**Data extracts**
○ ○ ○
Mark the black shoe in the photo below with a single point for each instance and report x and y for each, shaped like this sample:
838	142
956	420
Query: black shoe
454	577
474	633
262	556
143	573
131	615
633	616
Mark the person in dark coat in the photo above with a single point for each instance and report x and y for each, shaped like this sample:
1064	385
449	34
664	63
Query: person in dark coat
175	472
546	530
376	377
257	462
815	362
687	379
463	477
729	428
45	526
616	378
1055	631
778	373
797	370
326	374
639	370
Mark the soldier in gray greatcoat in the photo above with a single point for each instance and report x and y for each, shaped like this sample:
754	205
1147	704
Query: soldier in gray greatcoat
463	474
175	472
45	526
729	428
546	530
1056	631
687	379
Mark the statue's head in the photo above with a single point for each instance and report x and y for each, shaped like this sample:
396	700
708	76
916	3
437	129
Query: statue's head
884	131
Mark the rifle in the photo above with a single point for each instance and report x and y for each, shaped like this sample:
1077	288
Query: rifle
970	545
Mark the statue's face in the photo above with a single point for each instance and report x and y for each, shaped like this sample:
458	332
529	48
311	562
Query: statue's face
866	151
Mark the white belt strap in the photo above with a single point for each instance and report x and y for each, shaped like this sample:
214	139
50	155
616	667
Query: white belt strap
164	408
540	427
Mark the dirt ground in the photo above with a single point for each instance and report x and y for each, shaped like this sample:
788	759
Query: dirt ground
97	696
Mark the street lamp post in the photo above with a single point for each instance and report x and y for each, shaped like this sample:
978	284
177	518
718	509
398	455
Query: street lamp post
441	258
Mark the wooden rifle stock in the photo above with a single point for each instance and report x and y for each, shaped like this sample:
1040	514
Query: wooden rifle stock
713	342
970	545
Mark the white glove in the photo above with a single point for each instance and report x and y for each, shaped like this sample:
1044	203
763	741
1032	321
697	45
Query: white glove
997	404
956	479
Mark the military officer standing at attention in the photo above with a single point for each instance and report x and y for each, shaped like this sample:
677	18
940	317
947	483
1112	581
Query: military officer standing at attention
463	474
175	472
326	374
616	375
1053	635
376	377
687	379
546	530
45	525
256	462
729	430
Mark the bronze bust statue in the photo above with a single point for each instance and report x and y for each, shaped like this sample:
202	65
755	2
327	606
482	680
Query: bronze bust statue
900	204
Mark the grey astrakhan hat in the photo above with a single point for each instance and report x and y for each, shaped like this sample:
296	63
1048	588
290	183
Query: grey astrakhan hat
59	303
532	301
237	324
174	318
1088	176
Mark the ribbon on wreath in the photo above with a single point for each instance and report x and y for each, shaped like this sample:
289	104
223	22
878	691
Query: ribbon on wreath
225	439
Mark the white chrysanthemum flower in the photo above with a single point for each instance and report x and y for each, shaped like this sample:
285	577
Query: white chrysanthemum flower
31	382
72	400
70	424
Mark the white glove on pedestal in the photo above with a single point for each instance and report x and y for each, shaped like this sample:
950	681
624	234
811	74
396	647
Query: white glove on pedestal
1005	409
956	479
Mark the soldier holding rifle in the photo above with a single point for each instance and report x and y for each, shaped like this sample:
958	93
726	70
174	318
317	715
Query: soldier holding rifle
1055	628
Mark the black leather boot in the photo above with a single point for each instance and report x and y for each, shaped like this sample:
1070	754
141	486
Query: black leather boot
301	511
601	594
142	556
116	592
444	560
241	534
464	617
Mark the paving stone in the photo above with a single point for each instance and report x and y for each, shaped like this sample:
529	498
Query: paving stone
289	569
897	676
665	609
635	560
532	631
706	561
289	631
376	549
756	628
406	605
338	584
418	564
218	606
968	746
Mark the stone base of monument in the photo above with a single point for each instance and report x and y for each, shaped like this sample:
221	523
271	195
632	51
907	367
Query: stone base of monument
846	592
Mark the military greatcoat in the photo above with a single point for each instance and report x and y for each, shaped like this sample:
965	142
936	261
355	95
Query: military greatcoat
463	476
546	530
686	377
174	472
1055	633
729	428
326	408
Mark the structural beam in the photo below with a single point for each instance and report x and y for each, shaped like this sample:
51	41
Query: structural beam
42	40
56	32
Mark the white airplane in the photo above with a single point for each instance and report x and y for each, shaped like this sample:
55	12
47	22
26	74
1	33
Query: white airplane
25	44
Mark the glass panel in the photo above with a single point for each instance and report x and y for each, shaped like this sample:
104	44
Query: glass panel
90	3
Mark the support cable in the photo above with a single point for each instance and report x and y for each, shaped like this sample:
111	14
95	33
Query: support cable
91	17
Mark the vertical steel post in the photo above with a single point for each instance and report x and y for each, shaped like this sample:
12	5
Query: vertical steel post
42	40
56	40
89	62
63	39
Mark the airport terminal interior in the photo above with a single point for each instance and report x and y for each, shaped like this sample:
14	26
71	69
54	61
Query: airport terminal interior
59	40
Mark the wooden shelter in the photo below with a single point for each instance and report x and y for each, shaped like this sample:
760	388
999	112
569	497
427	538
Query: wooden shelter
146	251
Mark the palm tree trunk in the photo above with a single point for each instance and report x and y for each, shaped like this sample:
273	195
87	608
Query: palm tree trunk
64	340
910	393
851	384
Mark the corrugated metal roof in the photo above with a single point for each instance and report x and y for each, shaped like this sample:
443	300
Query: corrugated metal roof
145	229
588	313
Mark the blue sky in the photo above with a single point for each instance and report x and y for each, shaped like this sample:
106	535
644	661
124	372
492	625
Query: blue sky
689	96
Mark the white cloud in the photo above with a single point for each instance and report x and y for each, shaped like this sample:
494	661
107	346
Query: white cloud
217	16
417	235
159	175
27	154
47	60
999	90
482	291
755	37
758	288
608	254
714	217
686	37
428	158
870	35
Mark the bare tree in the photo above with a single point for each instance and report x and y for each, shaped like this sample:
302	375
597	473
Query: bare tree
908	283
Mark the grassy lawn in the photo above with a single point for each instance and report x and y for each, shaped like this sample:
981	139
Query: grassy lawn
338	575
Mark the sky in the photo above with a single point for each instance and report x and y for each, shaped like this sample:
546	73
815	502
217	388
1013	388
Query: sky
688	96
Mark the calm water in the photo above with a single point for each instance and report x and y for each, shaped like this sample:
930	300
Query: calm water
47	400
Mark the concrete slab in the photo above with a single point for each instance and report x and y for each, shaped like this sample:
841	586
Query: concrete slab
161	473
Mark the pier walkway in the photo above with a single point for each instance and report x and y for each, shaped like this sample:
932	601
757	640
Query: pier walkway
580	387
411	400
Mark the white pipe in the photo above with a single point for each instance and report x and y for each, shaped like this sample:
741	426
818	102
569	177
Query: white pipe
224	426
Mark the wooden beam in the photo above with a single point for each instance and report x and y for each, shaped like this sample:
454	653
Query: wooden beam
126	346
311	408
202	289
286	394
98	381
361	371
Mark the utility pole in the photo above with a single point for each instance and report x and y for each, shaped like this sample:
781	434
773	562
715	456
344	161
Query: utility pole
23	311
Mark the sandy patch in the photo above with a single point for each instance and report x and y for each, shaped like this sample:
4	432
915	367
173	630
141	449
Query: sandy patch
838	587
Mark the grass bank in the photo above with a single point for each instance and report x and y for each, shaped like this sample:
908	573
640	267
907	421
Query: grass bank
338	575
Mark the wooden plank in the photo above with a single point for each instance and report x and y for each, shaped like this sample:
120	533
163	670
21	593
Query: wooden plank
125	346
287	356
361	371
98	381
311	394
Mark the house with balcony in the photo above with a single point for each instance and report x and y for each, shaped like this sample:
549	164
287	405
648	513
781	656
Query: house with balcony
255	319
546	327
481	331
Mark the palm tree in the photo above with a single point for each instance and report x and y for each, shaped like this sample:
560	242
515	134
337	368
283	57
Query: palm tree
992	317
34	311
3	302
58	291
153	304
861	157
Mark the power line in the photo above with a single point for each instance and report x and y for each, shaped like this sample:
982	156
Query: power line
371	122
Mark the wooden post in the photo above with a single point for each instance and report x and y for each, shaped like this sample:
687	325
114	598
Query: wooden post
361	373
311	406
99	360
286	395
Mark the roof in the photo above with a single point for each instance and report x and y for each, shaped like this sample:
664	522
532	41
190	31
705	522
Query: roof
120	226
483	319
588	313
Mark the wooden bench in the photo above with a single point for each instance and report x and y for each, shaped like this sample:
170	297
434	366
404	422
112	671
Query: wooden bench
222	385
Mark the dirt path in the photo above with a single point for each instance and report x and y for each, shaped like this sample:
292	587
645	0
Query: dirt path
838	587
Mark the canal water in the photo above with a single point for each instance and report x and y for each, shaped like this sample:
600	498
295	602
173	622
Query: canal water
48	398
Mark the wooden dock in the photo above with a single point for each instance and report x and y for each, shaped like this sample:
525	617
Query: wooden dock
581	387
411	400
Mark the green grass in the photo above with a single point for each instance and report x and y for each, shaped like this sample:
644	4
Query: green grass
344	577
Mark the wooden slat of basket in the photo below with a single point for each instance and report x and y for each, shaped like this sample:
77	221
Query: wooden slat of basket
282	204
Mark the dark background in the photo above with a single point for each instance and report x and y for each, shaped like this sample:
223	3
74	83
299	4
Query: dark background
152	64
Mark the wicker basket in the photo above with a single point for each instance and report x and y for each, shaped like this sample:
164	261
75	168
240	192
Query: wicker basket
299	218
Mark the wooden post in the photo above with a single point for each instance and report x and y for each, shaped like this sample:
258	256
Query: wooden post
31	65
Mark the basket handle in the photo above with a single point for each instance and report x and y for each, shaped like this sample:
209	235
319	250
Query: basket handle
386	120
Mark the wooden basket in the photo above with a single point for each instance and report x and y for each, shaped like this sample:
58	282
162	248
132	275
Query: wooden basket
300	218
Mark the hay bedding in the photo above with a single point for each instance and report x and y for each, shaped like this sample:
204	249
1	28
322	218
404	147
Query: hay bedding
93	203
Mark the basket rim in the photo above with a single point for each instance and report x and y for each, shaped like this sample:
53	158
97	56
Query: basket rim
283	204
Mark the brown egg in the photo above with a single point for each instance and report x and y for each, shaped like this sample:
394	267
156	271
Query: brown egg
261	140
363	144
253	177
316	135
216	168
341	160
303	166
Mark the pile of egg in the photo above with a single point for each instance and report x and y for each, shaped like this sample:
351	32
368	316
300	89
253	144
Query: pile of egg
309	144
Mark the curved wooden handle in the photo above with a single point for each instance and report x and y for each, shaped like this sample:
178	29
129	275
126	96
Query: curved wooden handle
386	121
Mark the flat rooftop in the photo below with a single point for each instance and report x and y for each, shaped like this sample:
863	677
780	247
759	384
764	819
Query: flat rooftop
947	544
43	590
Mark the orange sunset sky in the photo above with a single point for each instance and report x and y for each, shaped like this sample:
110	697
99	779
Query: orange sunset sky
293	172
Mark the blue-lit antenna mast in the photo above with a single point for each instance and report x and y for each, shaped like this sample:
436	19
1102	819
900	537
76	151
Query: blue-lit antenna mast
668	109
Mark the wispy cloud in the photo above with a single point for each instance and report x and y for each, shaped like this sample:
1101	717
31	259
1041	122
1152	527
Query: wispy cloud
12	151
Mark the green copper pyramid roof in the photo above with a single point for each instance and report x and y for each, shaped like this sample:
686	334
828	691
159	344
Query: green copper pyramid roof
○ ○ ○
**Task requirements**
Give back exactly the lines from the one containing "Mark the wispy" through the last line of the records.

**Answer to this task**
Mark the wispy cloud in the photo above with a single point for each instance and report x and y for each, shaped like this sample:
1101	717
31	259
1041	122
1152	527
Query: wispy cloud
12	151
Mark the green copper pyramid roof in the photo above with a single point for each instance and report x and y for each, shaped like this sample:
686	334
828	691
159	344
Query: green copper pyramid roof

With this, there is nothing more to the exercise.